* start Data records *

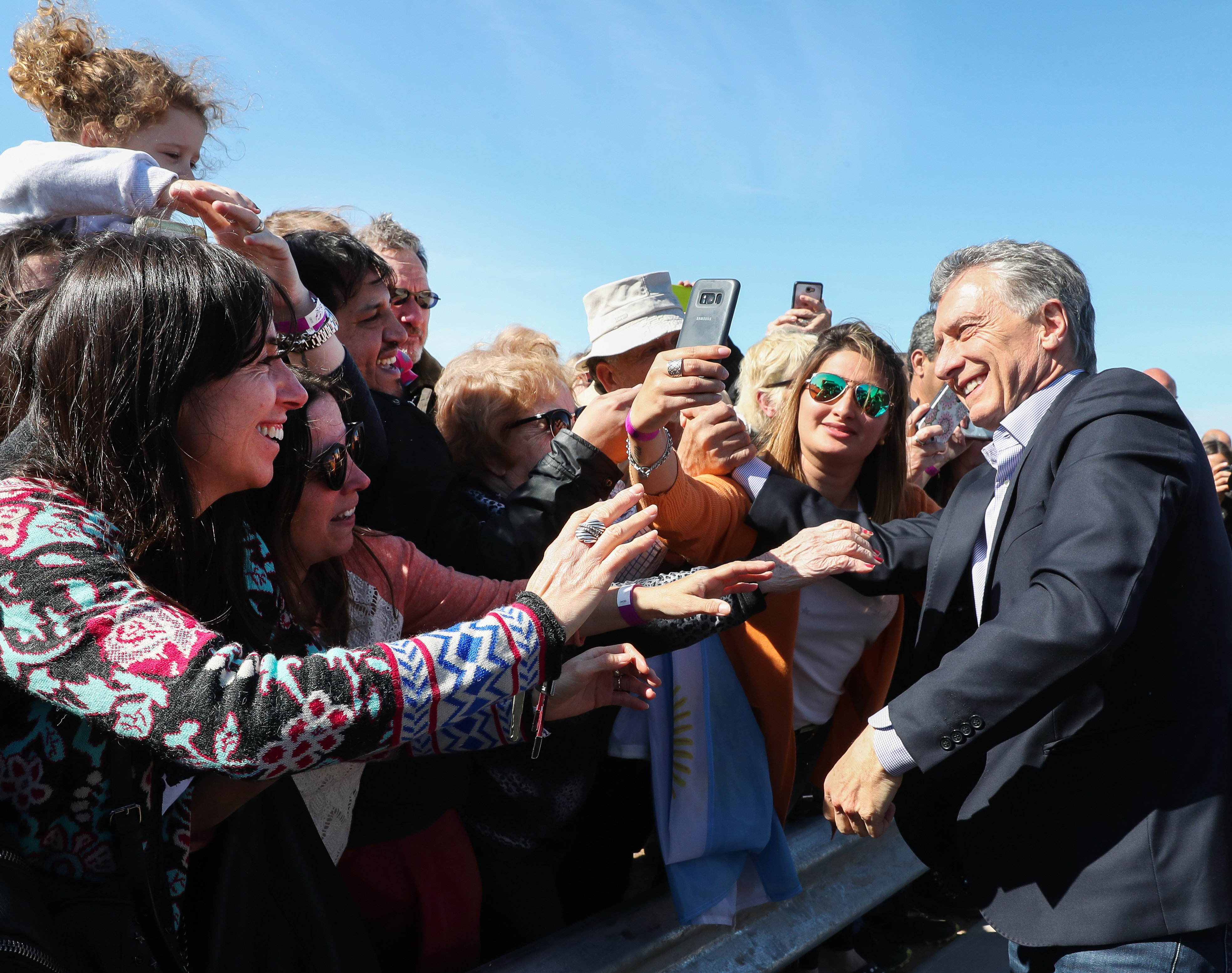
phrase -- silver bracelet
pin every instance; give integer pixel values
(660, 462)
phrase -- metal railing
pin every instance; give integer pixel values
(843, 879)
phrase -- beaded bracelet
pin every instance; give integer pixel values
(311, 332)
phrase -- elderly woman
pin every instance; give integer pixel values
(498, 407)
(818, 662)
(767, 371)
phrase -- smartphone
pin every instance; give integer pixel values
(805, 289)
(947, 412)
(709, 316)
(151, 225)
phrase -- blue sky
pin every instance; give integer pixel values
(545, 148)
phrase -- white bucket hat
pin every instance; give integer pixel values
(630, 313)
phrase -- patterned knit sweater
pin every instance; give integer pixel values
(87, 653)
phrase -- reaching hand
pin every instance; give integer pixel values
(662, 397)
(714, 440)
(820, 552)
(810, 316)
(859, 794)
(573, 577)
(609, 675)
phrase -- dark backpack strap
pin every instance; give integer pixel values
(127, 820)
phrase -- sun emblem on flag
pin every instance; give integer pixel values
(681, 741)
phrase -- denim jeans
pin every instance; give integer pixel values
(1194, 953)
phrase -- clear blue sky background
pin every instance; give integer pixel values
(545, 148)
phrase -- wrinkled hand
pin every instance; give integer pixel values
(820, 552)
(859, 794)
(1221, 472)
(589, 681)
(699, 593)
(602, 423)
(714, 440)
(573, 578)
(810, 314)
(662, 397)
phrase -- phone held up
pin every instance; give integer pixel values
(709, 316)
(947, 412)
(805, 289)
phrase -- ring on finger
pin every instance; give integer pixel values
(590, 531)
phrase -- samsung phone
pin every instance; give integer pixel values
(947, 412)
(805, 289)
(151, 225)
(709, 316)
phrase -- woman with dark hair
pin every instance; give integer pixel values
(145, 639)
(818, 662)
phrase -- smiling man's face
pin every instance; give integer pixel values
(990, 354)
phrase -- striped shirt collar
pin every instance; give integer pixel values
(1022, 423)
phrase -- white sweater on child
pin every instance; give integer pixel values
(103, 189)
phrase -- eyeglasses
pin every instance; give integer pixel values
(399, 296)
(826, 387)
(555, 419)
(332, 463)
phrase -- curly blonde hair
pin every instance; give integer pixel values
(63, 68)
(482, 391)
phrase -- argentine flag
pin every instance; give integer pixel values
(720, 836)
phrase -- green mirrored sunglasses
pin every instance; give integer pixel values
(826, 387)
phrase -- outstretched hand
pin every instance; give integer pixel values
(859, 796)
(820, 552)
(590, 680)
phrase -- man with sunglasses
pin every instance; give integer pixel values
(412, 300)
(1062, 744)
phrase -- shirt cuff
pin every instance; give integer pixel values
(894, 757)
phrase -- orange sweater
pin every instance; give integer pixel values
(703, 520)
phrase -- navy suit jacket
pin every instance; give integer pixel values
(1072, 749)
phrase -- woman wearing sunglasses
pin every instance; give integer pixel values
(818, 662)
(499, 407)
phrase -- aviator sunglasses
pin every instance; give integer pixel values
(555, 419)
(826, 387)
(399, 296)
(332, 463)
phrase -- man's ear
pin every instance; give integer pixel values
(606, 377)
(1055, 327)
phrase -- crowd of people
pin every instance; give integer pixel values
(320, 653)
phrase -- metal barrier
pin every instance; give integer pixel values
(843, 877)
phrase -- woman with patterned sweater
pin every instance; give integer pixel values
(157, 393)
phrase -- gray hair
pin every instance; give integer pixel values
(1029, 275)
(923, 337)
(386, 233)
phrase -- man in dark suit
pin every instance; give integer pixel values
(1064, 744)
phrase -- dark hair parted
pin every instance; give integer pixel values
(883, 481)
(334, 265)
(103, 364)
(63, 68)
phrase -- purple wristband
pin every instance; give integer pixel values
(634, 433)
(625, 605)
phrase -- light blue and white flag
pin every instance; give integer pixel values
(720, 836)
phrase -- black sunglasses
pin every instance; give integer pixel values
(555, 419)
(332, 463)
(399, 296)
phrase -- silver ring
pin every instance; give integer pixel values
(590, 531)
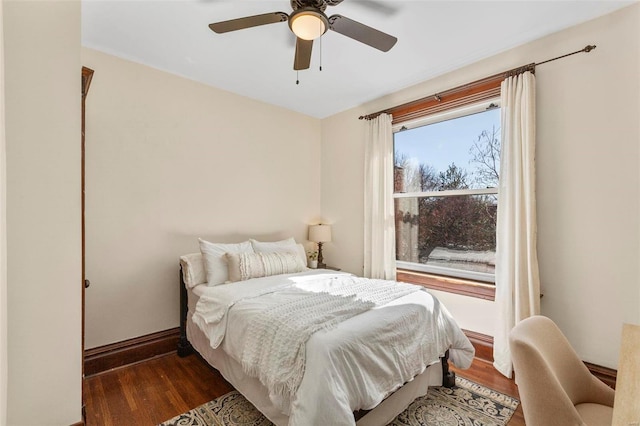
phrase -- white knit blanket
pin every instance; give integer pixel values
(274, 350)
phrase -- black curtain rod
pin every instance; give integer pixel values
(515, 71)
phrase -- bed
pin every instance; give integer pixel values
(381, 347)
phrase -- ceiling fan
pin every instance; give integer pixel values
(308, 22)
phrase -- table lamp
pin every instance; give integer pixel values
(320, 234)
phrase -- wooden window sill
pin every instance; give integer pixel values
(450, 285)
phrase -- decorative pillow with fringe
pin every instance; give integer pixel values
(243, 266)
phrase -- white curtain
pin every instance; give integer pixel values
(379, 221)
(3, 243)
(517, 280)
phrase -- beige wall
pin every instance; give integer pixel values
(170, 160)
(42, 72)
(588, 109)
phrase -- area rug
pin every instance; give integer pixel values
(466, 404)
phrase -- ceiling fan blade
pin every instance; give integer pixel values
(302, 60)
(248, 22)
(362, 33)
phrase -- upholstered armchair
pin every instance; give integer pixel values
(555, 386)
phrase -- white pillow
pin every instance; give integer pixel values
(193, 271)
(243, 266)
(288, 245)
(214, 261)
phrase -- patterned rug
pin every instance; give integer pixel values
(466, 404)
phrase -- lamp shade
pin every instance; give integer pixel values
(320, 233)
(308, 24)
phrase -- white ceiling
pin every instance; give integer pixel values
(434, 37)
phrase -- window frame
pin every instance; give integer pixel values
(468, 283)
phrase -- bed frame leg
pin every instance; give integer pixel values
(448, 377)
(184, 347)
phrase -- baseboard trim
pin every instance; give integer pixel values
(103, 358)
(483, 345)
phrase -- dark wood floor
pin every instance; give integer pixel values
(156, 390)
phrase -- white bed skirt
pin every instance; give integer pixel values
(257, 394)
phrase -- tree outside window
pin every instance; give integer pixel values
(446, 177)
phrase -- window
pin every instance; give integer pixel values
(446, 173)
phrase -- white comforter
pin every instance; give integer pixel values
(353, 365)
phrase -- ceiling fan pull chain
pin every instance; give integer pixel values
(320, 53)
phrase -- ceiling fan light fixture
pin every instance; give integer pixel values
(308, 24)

* end Data records *
* start Data records *

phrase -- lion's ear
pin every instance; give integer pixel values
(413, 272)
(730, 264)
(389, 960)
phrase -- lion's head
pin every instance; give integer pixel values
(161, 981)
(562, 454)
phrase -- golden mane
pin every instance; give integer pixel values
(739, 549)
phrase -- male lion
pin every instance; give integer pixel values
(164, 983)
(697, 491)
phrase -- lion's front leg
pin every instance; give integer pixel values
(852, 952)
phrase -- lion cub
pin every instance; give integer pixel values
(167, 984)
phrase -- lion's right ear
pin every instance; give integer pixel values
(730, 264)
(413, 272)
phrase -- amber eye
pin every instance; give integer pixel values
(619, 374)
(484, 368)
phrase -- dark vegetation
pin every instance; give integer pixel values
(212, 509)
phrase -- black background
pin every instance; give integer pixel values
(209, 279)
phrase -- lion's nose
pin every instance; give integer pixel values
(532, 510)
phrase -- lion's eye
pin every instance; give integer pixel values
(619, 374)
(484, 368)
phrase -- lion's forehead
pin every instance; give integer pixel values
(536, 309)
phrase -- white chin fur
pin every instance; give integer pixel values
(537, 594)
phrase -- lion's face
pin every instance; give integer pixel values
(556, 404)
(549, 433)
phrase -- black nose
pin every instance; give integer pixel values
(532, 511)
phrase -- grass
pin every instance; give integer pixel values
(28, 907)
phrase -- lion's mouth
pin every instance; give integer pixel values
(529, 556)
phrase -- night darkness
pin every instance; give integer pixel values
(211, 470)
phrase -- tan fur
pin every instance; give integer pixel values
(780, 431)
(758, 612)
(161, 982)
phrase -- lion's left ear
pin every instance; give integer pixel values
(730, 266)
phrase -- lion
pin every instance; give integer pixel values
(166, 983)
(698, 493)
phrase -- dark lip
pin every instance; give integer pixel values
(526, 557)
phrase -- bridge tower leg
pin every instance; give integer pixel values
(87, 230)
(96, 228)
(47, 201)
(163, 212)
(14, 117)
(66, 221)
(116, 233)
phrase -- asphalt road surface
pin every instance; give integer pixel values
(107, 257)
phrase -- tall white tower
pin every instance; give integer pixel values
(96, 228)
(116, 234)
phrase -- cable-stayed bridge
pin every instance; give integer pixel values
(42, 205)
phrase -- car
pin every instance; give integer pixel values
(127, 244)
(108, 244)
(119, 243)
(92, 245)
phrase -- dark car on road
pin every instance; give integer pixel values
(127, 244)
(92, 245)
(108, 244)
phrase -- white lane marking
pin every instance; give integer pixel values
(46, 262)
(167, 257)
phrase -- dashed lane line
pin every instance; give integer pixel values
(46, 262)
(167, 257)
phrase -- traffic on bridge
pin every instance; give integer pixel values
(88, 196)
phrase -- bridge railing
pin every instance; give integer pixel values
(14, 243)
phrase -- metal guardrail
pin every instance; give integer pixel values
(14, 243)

* end Data records *

What you are asked to do -
Update the records from the line with "phrase -- silver bracelet" to the line with "(1022, 423)", replacing "pin every instance" with "mark every instance" and leaving everything else unchanged.

Full response -
phrase -- silver bracelet
mark every instance; give integer pixel values
(660, 462)
phrase -- metal railing
mark every instance; give integer pixel values
(843, 879)
phrase -- beaded bracelet
mark every instance; give integer pixel values
(311, 332)
phrase -- elderly woman
mark every instance; give integer pixel values
(498, 407)
(818, 662)
(767, 371)
phrase -- smartphone
mark every instance; give integer pixel values
(805, 289)
(947, 412)
(709, 316)
(151, 225)
phrase -- blue sky
mark every instance; give integer pixel values
(545, 148)
phrase -- white bucket hat
mark every instance; give integer pixel values
(630, 313)
phrase -- patterned knit sweater
mark every instance; give integer pixel values
(87, 653)
phrase -- reaching hand
mark every instance; give integer pixel values
(662, 397)
(714, 440)
(820, 552)
(810, 316)
(859, 794)
(573, 577)
(609, 675)
phrase -- dark backpack strap
mark every instance; give integer pixel values
(127, 820)
phrase -- sun emblem on flag
mark every instance; give integer pixel values
(681, 741)
phrase -- denim jeans
mark every instance; give integer pixel values
(1194, 953)
phrase -- clear blue sky background
mark every instance; give integer pixel values
(545, 148)
phrase -- wrinkled hand
mark every instance; give integer pixel values
(820, 552)
(859, 794)
(1221, 472)
(589, 681)
(699, 593)
(602, 423)
(714, 440)
(573, 578)
(810, 314)
(662, 397)
phrase -- phone held up
mark every instance; give integer pixel values
(709, 316)
(947, 412)
(805, 289)
phrase -- ring on finger
mark every instance; give integer pixel values
(590, 531)
phrase -- samsung phone
mark every instance; give integer pixel values
(947, 412)
(805, 289)
(151, 225)
(709, 316)
phrase -- woman with dark hair
mark every instance; give integer pixel values
(145, 639)
(818, 662)
phrase -- smiling man's face
mark every instance; give integer pixel values
(990, 354)
phrase -- striped shirt collar
mark every instance; give integer pixel values
(1022, 423)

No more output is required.